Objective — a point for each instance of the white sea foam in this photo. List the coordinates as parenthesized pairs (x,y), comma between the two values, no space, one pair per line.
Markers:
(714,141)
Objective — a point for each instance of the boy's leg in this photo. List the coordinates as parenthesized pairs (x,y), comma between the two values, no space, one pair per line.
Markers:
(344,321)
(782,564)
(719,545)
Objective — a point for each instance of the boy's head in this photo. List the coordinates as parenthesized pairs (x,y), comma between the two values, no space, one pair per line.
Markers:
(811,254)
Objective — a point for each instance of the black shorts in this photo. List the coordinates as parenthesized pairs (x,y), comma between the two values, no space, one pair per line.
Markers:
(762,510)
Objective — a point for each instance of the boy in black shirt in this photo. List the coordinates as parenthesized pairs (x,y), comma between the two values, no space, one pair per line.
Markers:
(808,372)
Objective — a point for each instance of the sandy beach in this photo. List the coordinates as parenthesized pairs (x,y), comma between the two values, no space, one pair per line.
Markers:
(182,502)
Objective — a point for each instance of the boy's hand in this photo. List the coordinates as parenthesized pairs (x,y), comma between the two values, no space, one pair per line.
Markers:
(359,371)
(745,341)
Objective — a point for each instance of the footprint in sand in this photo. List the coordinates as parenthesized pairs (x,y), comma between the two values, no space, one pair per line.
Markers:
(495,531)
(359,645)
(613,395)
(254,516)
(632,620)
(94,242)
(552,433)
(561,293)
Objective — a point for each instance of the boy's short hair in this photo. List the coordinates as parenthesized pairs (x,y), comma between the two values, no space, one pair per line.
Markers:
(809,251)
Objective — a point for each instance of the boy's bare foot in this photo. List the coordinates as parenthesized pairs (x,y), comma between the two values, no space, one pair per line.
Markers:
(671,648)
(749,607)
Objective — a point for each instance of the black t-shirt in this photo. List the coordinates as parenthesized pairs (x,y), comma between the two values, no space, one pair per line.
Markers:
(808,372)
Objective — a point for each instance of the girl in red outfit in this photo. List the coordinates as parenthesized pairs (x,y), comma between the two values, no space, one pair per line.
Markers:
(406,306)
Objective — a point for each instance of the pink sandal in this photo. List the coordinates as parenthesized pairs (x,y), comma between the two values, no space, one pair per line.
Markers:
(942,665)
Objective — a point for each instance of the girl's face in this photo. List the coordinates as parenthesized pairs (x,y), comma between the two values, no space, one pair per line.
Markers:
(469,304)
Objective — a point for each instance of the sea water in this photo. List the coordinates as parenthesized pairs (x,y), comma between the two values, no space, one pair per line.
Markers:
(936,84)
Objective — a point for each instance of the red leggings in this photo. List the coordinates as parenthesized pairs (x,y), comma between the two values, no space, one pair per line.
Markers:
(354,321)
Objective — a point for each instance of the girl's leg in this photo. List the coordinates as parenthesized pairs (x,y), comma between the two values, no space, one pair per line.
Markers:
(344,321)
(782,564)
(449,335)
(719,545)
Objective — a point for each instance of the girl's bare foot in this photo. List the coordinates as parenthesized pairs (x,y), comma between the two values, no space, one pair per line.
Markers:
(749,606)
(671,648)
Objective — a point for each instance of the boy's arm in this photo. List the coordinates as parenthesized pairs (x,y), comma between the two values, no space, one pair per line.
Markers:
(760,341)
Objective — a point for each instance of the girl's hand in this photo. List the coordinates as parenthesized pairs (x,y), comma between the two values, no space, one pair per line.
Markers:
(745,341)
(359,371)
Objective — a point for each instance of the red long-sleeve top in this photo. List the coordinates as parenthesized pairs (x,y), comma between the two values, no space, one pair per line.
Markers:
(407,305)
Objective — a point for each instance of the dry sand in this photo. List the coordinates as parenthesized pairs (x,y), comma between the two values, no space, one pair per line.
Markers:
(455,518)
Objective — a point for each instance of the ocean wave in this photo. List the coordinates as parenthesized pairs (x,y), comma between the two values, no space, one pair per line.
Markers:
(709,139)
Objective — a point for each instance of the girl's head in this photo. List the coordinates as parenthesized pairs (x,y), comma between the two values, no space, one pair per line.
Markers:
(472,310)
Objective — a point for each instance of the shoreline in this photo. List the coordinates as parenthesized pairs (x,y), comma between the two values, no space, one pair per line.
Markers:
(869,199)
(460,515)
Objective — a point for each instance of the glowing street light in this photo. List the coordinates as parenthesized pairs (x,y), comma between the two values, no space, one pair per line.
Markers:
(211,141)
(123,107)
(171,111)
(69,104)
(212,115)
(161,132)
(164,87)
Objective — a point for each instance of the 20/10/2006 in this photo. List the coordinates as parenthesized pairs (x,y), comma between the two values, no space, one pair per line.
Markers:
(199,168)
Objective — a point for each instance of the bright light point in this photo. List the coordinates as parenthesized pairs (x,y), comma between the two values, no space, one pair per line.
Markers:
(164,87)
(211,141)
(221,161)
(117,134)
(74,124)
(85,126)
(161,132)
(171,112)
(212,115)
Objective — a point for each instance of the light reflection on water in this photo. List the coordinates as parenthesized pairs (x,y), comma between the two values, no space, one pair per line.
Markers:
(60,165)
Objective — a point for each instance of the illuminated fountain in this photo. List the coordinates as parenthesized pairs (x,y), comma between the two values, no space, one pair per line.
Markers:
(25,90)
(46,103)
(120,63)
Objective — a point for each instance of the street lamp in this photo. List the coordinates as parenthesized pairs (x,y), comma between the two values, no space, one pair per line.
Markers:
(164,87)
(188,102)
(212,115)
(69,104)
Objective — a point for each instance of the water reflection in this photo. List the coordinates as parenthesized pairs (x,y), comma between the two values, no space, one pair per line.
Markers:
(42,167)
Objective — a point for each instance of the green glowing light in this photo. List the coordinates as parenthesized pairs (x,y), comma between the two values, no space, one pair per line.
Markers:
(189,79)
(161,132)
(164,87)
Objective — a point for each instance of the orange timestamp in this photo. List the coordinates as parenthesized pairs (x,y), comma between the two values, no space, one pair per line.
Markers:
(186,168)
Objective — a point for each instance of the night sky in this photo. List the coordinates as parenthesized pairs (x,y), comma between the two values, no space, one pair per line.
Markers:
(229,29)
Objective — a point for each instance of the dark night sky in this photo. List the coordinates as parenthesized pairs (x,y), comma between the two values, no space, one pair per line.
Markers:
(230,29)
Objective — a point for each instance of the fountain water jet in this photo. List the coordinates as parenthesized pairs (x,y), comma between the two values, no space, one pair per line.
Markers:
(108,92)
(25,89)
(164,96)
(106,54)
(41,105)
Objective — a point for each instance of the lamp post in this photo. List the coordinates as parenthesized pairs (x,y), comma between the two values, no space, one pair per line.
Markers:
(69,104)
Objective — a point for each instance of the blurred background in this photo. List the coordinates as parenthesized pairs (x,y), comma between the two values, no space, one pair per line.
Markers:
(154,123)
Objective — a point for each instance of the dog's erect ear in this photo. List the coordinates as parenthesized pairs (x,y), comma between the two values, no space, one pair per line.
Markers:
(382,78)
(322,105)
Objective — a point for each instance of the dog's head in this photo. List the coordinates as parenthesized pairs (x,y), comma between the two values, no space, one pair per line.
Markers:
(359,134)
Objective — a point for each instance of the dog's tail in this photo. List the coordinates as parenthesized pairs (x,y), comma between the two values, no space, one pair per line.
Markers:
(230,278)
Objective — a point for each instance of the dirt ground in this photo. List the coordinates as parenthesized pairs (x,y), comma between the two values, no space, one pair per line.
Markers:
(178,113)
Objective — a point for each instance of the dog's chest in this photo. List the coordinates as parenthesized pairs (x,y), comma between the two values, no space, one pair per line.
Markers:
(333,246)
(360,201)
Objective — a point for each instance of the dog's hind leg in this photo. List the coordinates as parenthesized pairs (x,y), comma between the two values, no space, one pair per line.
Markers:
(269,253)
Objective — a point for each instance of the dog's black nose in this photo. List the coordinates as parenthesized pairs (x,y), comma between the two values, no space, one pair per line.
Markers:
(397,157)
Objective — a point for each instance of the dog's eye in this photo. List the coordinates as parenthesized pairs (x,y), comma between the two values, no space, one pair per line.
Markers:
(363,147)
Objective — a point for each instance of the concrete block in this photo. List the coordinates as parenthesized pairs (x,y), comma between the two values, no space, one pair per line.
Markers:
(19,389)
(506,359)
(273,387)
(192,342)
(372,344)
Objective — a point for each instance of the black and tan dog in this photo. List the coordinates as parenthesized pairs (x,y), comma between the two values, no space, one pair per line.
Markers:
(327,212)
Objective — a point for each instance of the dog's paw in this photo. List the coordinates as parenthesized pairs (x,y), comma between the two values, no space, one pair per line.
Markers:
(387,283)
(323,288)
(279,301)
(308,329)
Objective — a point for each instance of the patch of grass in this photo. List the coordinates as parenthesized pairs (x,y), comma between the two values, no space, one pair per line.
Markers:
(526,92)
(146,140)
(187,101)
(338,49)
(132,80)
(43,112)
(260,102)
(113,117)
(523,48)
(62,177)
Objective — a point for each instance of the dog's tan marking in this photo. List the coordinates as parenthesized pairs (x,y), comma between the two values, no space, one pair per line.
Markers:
────────────────────────────────────────
> _Exercise aim_
Give exactly the lines from the one with "Objective — a point for each instance of the dog's eye" to the end of the entries, nothing before them.

> _Task solution_
Objective — a point for each instance of the dog's eye in this photo. List the coordinates as parenthesized pairs (x,y), comma between the two values, no space, one pair per line.
Markers:
(363,147)
Objective — a point for each instance of the concrete block in this photo. List the coordinates as parenthesized pairs (x,y), comma between the two values, no space, one pair per line.
Markers:
(19,389)
(506,359)
(273,387)
(192,342)
(372,344)
Objective — a point for each instance of the black and tan dog in this photo. List the coordinates as parenthesized pairs (x,y), comma between the two values, no space, one pair per line.
Markers:
(327,212)
Objective — a point for each instance of the dog's paw in this photo. List the coordinates as parenthesized pairs (x,y), comma between the two values, no space, one pair per line.
Markers:
(387,283)
(323,288)
(279,301)
(308,329)
Objective — a point for each instance of the patch of grass in this photo. List the coordinates as parenthesized pairs (x,y), comma between the two values, no space, one pair per line.
Markers:
(526,92)
(146,140)
(187,101)
(338,49)
(132,80)
(43,112)
(260,102)
(113,117)
(523,48)
(62,177)
Objective — a point for each instance of the dog's tan marking in this photo. List the coordinates as parenthesized pairs (x,y), comma between the two values, no space, one pair per line.
Markers:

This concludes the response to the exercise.